EXERCISE
Please quote word for word the part of the forum thread on missing posts that begins with the words containing "## Deset Gled" and ends with "Morrus (Apr 13, 2020)".

TEXT PROVIDED
——
# Posts Missing from Deactivated Accounts



## Deset Gled (Apr 13, 2020)

Today I noticed that all of lowkey13's old posts have disappeared.  Take a look at this thread for reference: Moderation Clarification: Is there a change of policy

I understand that he deactivated his account.  However, my previous understanding was that this would remove his profile, contact info, etc, but would leave the post history intact.  If I'm wrong, and this feature is intended to delete all content, I would suggest the feature be disabled.  There are a lot of old threads with useful info that are going to be really hard to read with posts deleted like this.  If this is unanticipated behavior, I'm hoping the posts can be recovered.


----------



## Morrus (Apr 13, 2020)

The user in question requested that we delete all of his content in accordance with GDPR laws.


----------



## the Jester (Apr 13, 2020)

Morrus said:


> The user in question requested that we delete all of his content in accordance with GDPR laws.




In that case, that's fair and respectful. But what a shame- it's like when ol' Raven Crowking left and deleted all his posts, many of which were really amazing. Bummer.
——
INFORMATION SHOWN
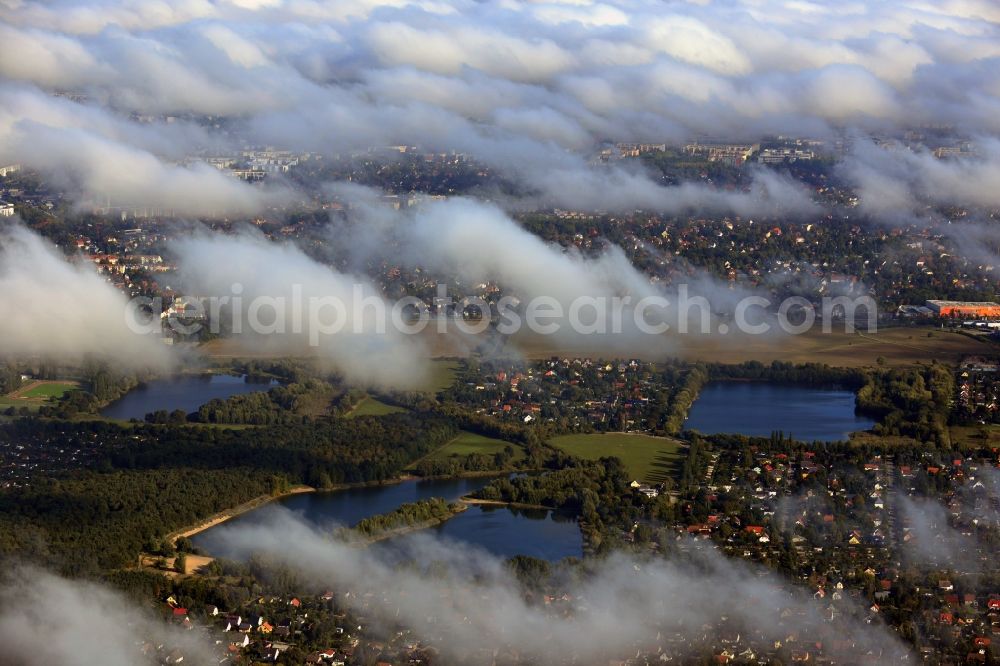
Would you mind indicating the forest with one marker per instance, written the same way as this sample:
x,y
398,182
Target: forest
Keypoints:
x,y
157,479
434,509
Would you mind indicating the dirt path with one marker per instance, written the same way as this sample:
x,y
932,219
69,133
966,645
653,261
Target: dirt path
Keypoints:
x,y
228,514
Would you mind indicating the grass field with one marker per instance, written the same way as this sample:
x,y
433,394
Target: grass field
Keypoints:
x,y
369,406
647,458
441,376
972,436
468,443
47,390
896,345
36,393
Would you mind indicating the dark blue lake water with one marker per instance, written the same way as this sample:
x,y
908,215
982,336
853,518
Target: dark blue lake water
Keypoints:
x,y
500,530
759,408
187,393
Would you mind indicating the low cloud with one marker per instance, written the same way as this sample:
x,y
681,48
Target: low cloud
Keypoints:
x,y
47,619
619,606
61,309
286,302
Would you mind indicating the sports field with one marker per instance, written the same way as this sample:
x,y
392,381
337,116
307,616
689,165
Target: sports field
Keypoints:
x,y
647,458
36,393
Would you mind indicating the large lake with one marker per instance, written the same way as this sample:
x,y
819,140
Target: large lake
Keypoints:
x,y
186,392
760,408
503,531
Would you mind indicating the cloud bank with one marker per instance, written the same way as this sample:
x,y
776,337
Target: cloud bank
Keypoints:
x,y
56,308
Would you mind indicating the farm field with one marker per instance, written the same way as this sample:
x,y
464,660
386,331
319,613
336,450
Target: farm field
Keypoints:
x,y
369,406
895,346
468,443
647,458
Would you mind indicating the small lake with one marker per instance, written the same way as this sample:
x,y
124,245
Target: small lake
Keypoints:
x,y
185,392
760,408
503,531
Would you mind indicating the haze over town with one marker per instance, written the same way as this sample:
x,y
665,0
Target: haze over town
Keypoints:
x,y
499,332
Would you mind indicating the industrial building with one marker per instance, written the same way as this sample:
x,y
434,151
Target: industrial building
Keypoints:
x,y
981,309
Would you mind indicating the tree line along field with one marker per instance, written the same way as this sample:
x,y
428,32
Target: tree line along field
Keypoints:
x,y
647,458
370,406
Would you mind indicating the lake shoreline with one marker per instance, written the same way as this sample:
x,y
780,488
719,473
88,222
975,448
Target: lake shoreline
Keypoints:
x,y
251,505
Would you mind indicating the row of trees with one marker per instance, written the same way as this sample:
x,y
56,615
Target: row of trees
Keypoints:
x,y
912,402
685,396
434,509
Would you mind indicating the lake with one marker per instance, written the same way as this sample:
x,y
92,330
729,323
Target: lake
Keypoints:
x,y
503,531
186,392
760,408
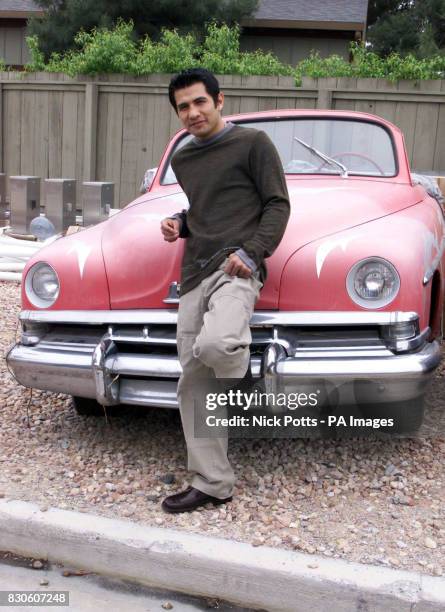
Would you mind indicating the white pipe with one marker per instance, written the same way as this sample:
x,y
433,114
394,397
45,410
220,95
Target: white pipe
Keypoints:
x,y
32,246
12,266
13,251
10,276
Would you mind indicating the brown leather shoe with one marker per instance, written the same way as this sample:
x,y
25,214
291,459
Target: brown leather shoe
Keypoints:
x,y
189,500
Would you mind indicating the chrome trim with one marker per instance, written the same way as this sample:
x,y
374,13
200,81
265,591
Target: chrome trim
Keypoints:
x,y
107,388
371,303
396,377
173,293
411,344
259,318
434,264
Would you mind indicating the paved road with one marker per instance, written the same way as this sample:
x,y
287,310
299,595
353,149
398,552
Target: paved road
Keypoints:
x,y
93,593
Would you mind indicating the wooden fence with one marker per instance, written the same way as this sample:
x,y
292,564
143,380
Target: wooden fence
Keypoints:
x,y
114,127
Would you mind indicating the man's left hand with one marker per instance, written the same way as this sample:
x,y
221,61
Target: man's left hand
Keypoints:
x,y
236,267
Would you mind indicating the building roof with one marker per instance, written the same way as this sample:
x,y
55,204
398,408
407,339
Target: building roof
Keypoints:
x,y
19,8
308,10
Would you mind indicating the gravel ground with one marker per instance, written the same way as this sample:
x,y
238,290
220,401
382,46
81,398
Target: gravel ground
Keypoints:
x,y
371,501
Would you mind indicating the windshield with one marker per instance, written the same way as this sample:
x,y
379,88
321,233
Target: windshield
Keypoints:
x,y
363,147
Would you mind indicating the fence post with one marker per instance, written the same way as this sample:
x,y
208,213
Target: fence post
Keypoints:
x,y
1,128
90,139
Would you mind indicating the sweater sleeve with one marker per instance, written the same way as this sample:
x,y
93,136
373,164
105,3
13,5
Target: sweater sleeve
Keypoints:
x,y
267,173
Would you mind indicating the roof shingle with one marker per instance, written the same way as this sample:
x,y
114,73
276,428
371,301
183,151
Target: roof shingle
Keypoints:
x,y
19,6
346,11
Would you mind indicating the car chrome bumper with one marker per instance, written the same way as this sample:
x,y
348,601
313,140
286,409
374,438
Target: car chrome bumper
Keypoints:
x,y
150,380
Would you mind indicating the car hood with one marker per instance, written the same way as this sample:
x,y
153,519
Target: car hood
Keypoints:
x,y
141,266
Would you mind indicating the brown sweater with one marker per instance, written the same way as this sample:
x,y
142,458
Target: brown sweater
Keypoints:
x,y
238,199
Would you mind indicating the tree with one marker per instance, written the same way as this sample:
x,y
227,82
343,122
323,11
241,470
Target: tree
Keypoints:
x,y
407,26
64,18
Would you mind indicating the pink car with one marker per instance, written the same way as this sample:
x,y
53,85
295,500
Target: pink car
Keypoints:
x,y
352,303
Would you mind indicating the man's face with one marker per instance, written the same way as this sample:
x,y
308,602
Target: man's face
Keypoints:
x,y
197,111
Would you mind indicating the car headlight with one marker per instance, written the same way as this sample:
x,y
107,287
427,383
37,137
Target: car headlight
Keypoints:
x,y
42,285
373,282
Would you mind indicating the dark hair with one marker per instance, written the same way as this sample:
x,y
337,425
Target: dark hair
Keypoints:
x,y
191,76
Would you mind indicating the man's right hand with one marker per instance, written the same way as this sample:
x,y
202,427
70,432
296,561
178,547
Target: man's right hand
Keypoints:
x,y
170,229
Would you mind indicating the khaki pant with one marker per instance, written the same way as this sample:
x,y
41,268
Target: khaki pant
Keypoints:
x,y
213,342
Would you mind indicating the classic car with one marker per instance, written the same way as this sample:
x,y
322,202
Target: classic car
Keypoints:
x,y
353,300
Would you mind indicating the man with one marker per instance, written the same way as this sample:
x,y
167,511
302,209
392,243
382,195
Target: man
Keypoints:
x,y
239,207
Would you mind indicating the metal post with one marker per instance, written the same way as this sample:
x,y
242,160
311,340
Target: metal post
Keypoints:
x,y
60,202
25,201
4,208
98,198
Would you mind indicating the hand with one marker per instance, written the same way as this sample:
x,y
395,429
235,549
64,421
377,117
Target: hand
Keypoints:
x,y
170,229
236,267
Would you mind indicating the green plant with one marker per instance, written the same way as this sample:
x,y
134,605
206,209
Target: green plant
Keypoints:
x,y
171,54
101,50
37,58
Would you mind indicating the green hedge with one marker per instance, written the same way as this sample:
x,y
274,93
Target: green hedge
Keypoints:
x,y
117,51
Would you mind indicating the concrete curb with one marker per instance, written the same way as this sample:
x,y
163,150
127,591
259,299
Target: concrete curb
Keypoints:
x,y
261,577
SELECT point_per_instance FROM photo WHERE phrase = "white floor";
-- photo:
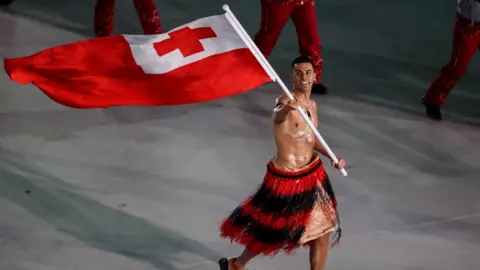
(146, 187)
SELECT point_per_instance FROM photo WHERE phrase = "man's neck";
(302, 96)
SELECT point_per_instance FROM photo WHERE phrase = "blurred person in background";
(146, 9)
(466, 41)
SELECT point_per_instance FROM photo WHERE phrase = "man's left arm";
(319, 148)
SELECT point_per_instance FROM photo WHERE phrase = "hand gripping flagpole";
(274, 76)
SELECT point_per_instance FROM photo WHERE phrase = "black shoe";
(433, 112)
(223, 264)
(319, 89)
(6, 2)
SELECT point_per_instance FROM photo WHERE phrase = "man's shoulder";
(282, 99)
——
SOLUTION FOR THIS PROBLEM
## Deset Gled (Apr 13, 2020)

Today I noticed that all of lowkey13's old posts have disappeared.  Take a look at this thread for reference: Moderation Clarification: Is there a change of policy

I understand that he deactivated his account.  However, my previous understanding was that this would remove his profile, contact info, etc, but would leave the post history intact.  If I'm wrong, and this feature is intended to delete all content, I would suggest the feature be disabled.  There are a lot of old threads with useful info that are going to be really hard to read with posts deleted like this.  If this is unanticipated behavior, I'm hoping the posts can be recovered.


----------



## Morrus (Apr 13, 2020)